Document:

========================

Reputation: 8616

How to update a document with a reference to its previous state?

Is it possible to reference the root document during an update operation such that a document like this:

{"name":"foo","value":1}

can be updated with new values and have the full (previous) document pushed into a new field (creating an update history):

{"name":"bar","value":2,"previous":[{"name:"foo","value":1}]}

And so on..

{"name":"baz","value":3,"previous":[{"name:"foo","value":1},{"name:"bar","value":2}]}

I figure I'll have to use the new aggregate set operator in Mongo 4.2, but how can I achieve this?

Ideally I don't want to have to reference each field explicitly. I'd prefer to push the root document (minus the _id and previous fields) without knowing what the other fields are.

Upvotes: 3

Answers (3)

Sourav De

Reputation: 99

 addMultipleData: (req, res, next) => {
        let name = req.body.name ? req.body.name : res.json({ message: "Please enter Name" });
        let value = req.body.value ? req.body.value : res.json({ message: "Please Enter Value" });
        if (!req.body.name || !req.body.value) { return; }
       //Step 1
        models.dynamic.findOne({}, function (findError, findResponse) {
            if (findResponse == null) {
                let insertedValue = {
                    name: name,
                    value: value
                }
                //Step 2
                models.dynamic.create(insertedValue, function (error, response) {
                    res.json({
                        message: "succesfully inserted"
                    })
                })
            }
            else {
                let pushedValue = {
                    name: findResponse.name,
                    value: findResponse.value
                }
                let updateWith = {
                    $set: { name: name, value: value },
                    $push: { previous: pushedValue }
                }
                let options = { upsert: true }
                //Step 3
                models.dynamic.updateOne({}, updateWith, options, function (error, updatedResponse) {
                    if (updatedResponse.nModified == 1) {
                        res.json({
                            message: "succesfully inserted"
                        })
                    }
                })
            }
        })
    }
  //This is the schema
   var multipleAddSchema = mongoose.Schema({
     "name":String,
     "value":Number,
     "previous":[]
    })

Upvotes: 0

Markus W Mahlberg

Reputation: 20703

Imho, you are making your life indefinitely more complex for no reason with such complicated data models.

========================

Dataset rows:
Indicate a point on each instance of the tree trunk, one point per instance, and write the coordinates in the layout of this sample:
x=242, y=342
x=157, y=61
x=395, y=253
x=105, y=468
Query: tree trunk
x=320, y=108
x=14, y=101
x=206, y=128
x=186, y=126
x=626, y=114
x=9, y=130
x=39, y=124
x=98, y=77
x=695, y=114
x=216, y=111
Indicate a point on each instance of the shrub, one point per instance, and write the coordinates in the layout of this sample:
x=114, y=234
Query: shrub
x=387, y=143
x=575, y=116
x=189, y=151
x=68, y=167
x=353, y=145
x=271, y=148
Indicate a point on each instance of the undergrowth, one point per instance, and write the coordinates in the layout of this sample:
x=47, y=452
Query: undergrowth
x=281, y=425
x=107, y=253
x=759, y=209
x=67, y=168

========================

Stated task 1:
Answer these questions about the MongoDB forum thread:
(a) Which MongoDB version does the asker expect to need for the new aggregate set operator?
(b) Which two fields should be left out of the root document when it is pushed?
(c) In the answer with the code, what option is passed to updateOne?
Stated task 2: Duplicate the stretch of the MongoDB forum thread from "Ideally I don't" through "Answers (3)".

Worked answer 1:
(a) Mongo 4.2
(b) _id and previous
(c) { upsert: true }

Worked answer 2:
Ideally I don't want to have to reference each field explicitly. I'd prefer to push the root document (minus the _id and previous fields) without knowing what the other fields are.

Upvotes: 3

Answers (3)